> [THE PROBLEM]: Copy the stretch of the listing from its start through the line containing "[13,728,44,762]", both ends included, without the pictures.
----
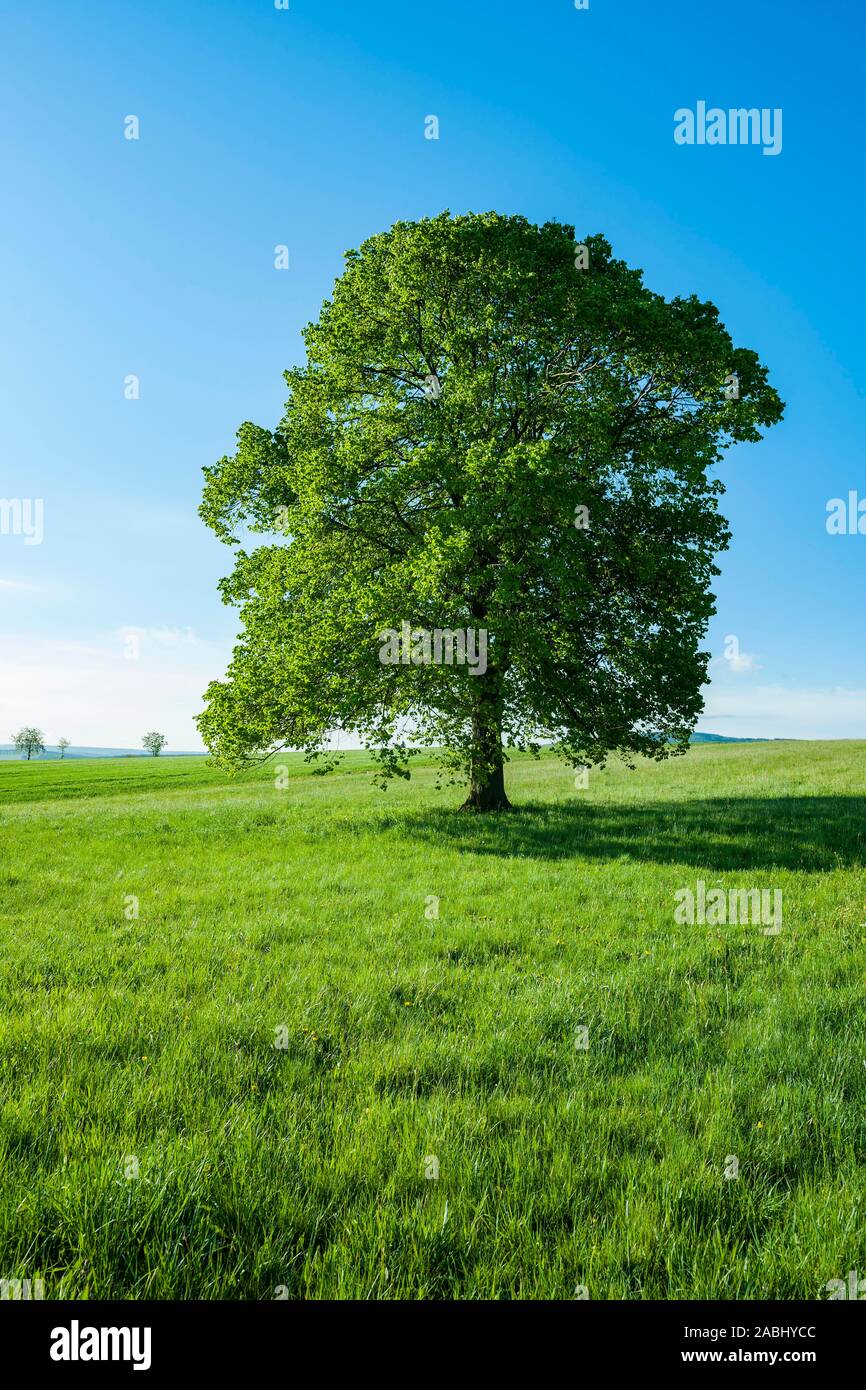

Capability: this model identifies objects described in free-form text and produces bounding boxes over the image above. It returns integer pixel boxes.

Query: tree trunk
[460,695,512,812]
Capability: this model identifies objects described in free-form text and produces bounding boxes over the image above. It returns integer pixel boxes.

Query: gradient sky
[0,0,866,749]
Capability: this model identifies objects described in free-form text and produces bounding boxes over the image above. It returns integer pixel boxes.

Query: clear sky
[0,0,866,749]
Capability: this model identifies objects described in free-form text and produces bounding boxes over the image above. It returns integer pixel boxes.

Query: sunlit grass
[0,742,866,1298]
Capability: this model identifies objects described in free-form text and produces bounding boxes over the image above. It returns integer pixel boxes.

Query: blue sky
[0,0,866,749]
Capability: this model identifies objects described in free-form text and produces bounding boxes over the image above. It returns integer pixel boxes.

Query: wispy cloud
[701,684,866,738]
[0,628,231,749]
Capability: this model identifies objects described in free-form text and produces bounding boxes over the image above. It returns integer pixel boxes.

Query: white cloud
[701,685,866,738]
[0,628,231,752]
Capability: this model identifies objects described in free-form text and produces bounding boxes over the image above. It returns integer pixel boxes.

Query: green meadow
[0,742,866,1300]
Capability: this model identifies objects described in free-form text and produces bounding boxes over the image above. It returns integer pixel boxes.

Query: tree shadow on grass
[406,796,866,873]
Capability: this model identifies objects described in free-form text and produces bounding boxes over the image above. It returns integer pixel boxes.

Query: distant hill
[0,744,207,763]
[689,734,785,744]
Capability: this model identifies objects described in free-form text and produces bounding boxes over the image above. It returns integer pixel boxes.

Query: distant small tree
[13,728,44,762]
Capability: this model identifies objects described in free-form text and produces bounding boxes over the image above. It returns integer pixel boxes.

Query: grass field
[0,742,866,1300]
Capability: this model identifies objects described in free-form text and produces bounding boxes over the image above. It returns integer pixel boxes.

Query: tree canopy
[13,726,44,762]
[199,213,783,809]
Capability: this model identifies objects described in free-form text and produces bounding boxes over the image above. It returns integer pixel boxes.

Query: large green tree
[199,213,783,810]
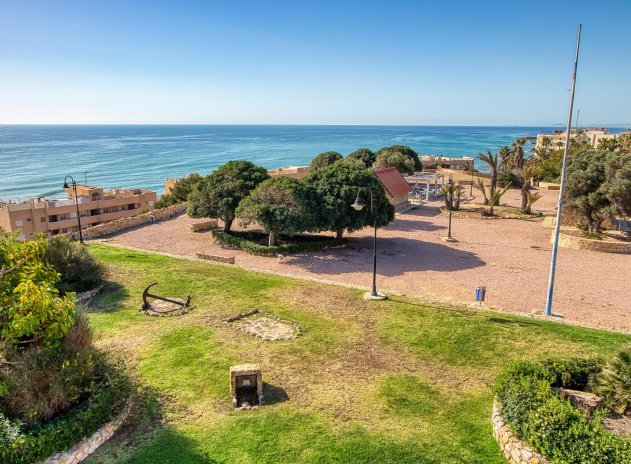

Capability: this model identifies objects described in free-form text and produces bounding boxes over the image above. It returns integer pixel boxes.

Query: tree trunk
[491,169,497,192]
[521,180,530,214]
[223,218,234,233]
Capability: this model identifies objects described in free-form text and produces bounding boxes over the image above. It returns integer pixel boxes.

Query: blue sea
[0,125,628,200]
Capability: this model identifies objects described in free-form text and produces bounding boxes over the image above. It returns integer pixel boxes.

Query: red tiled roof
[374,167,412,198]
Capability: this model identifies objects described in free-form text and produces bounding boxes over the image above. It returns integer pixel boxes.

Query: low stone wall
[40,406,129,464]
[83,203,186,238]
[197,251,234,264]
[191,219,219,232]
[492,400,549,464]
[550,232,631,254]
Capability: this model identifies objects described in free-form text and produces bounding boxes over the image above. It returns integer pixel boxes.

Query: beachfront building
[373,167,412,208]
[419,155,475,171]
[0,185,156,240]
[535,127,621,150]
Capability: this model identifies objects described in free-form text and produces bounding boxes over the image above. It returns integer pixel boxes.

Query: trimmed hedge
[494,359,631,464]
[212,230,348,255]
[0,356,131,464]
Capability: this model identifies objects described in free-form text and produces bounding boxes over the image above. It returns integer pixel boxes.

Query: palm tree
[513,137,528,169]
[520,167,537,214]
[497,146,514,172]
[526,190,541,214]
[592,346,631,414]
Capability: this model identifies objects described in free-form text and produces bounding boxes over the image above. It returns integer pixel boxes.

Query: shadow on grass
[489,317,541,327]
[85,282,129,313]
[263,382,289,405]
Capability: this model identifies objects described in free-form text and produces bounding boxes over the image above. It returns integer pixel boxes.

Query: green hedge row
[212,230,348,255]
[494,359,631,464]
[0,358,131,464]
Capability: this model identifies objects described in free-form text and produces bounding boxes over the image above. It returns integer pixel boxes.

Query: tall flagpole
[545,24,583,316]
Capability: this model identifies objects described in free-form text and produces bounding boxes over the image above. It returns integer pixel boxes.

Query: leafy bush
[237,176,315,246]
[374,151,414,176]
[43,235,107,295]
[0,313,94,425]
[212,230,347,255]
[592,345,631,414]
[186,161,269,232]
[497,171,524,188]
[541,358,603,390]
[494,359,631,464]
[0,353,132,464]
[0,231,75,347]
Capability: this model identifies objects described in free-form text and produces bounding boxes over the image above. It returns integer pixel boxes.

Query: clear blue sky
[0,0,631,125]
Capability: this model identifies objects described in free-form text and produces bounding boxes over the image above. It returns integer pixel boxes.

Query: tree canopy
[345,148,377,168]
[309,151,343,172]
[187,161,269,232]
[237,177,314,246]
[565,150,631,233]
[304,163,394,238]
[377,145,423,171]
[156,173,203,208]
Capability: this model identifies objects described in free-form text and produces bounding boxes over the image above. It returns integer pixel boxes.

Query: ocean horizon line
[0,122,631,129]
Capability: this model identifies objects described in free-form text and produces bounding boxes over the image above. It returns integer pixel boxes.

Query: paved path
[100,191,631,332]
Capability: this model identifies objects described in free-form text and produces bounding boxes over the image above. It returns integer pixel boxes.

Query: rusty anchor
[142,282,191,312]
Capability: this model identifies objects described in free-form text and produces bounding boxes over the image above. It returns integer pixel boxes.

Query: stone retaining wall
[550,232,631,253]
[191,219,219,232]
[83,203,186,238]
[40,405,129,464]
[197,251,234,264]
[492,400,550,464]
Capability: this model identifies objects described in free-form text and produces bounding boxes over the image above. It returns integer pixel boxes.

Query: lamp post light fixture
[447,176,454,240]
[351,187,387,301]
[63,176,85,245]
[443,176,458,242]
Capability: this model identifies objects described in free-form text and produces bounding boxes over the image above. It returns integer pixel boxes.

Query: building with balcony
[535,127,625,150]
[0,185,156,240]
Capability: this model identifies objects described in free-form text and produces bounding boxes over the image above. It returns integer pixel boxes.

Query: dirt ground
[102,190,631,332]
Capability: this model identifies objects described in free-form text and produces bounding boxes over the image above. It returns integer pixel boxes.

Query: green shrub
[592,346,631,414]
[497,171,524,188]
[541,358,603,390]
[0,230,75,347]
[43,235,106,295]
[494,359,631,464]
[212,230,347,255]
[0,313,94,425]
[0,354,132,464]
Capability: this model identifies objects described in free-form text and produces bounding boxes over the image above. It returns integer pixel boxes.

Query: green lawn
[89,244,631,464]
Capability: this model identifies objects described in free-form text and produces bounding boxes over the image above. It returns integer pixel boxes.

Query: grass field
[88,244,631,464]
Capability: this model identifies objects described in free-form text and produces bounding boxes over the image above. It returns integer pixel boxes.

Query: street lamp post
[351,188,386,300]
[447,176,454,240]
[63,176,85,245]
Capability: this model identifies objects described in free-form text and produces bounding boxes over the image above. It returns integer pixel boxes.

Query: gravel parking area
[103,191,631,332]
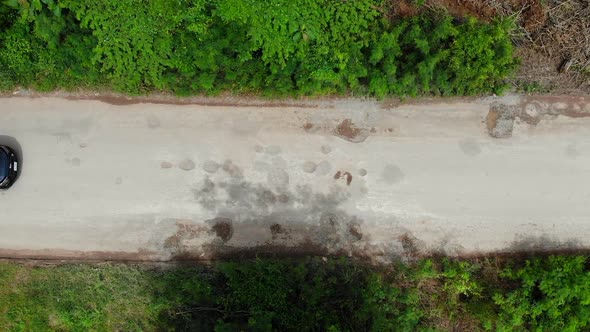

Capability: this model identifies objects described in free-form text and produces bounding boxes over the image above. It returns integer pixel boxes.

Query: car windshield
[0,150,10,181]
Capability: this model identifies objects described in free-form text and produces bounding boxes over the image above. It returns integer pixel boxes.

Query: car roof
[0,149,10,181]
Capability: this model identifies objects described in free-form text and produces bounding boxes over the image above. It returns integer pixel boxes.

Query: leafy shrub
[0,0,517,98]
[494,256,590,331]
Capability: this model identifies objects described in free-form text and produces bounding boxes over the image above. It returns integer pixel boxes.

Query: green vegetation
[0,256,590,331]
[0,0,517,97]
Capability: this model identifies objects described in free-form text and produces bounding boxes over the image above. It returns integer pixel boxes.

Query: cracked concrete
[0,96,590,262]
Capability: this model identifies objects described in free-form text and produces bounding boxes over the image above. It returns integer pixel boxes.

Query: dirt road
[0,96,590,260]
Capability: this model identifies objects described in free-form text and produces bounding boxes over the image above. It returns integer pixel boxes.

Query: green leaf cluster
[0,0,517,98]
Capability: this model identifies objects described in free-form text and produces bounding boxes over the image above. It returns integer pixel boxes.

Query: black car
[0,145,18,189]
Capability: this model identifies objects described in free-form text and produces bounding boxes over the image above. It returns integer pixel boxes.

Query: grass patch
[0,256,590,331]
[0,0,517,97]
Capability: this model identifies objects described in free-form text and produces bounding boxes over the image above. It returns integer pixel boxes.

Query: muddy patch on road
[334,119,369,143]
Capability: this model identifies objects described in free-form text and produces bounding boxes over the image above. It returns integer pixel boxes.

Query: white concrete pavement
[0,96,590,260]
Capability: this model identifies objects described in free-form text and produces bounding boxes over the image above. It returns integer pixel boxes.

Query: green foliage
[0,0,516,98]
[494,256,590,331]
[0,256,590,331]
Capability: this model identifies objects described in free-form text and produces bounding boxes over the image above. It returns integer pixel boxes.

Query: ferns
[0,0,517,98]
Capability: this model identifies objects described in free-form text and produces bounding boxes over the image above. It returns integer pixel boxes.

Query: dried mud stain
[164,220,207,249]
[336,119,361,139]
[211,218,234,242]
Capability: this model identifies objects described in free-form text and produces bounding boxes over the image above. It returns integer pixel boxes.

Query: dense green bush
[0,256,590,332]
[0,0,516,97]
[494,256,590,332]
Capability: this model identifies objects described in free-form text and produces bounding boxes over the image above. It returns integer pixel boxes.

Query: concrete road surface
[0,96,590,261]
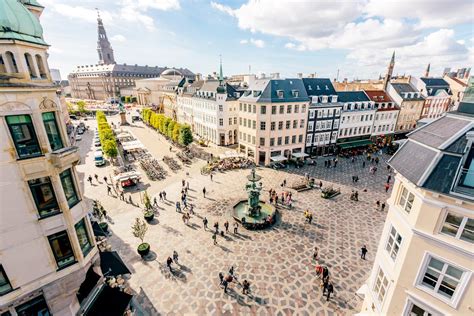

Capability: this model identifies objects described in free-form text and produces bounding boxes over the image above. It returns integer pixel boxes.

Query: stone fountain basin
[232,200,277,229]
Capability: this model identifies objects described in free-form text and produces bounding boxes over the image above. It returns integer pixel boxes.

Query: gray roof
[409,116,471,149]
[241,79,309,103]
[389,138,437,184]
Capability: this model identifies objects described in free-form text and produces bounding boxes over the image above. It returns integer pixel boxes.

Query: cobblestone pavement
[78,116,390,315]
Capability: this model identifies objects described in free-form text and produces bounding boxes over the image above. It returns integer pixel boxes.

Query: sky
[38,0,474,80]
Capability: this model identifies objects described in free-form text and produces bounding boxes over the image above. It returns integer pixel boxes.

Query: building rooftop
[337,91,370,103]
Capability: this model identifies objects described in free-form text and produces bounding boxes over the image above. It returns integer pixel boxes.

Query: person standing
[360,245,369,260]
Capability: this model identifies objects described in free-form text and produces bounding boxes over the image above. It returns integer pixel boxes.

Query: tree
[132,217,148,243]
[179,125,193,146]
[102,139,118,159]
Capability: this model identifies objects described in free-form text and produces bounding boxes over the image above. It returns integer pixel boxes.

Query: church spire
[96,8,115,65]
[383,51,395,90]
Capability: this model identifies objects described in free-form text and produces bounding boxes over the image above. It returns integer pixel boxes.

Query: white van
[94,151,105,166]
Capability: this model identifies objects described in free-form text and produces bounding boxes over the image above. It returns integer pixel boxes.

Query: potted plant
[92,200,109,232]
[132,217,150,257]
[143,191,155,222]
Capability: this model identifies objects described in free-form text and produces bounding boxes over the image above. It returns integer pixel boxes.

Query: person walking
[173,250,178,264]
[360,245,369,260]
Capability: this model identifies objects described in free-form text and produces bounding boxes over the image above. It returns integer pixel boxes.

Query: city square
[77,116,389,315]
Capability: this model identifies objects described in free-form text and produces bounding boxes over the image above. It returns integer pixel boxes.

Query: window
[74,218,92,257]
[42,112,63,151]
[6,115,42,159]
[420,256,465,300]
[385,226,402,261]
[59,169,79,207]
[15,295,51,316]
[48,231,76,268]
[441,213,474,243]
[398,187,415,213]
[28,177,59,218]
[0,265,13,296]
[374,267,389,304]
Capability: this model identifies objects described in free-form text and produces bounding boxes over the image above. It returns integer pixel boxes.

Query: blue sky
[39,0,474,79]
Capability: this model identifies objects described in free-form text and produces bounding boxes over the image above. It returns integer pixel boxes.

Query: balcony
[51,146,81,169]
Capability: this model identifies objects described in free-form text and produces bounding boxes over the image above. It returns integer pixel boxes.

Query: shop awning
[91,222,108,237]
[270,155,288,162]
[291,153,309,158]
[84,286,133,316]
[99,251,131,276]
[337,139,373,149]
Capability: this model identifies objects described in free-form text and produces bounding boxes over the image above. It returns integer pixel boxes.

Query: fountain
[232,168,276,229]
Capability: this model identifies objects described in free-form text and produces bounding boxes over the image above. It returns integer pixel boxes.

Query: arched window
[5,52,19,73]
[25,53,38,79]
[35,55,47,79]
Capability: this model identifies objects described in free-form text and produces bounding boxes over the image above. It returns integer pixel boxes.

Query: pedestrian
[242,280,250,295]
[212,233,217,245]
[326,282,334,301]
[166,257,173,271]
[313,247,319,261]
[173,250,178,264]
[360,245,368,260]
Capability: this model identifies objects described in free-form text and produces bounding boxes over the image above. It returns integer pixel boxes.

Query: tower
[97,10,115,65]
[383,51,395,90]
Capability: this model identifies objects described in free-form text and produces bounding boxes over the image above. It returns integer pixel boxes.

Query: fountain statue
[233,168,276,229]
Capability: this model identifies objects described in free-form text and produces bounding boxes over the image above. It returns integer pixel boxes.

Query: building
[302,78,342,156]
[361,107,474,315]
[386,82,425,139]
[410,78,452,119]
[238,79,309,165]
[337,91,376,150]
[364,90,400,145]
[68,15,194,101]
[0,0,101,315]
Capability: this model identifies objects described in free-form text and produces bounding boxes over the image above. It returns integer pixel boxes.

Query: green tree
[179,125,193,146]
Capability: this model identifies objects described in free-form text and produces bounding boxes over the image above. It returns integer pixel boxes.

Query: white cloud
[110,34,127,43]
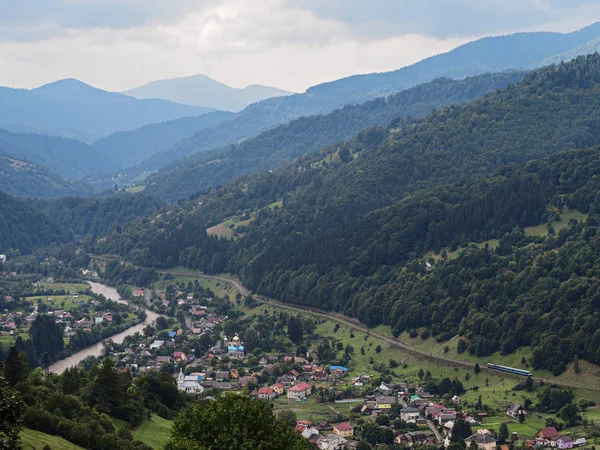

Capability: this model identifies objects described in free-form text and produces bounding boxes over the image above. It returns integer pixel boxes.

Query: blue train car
----
> [SOLVED PROBLEM]:
Capability: this model identifies objects described in free-form text and produces bounding boxes over the image above. It returns integer pixel boxes.

Query: tree trunk
[460,695,512,812]
Capability: this model identifies objects described in free-form text and produces bounding boxes over the image above. It returns integer pixel boxes.

Query: gradient sky
[0,0,866,749]
Capability: this model identifies objects described in free-form text and produces bounding boxes over the image above. It returns integer pixel boxes.

Query: clear sky
[0,0,866,749]
Capability: this model identifies objects described in free-form text and produces bounding boxes over the image above. It returns integer pixel boxes.

Query: sunlit grass
[0,742,866,1298]
Capability: this model identifies objects described in free-form text and produces bounding boxes over the image above. It returns integer pixel boxes.

Query: blue sky
[0,0,866,749]
Capability: this model identifies objects described in free-form text and produces bounding boxes over the image above. It returns integer pixel boxes.

Query: wispy cloud
[701,684,866,738]
[0,628,231,749]
Capability: this model identifies objects described in free-form text and produces bounding boxes over the image above. It returns integer pixel boxes.

Query: white cloud
[701,685,866,738]
[0,628,231,752]
Capability: this model identifies objects described in free-form text and produces bounding boxes over the image above. It returns integer pixel boxes.

Query: green meadow
[0,742,866,1300]
Capability: this model identifies objects described in free-form text and produces bounding boxes over the image above. It returns integer pixel boxes.

Query: tree shadow on grass
[406,796,866,873]
Capability: this model identifies objects described in free-form text and produces bounding boxes over the image above. It returns integer pixel boxes.

Query: distant hill
[0,744,207,763]
[689,734,785,744]
Capability: this model identifies objects described in free-form text and produces bounding boxes over the image above. It returns integer pixel boxes.

Query: distant small tree
[13,728,44,762]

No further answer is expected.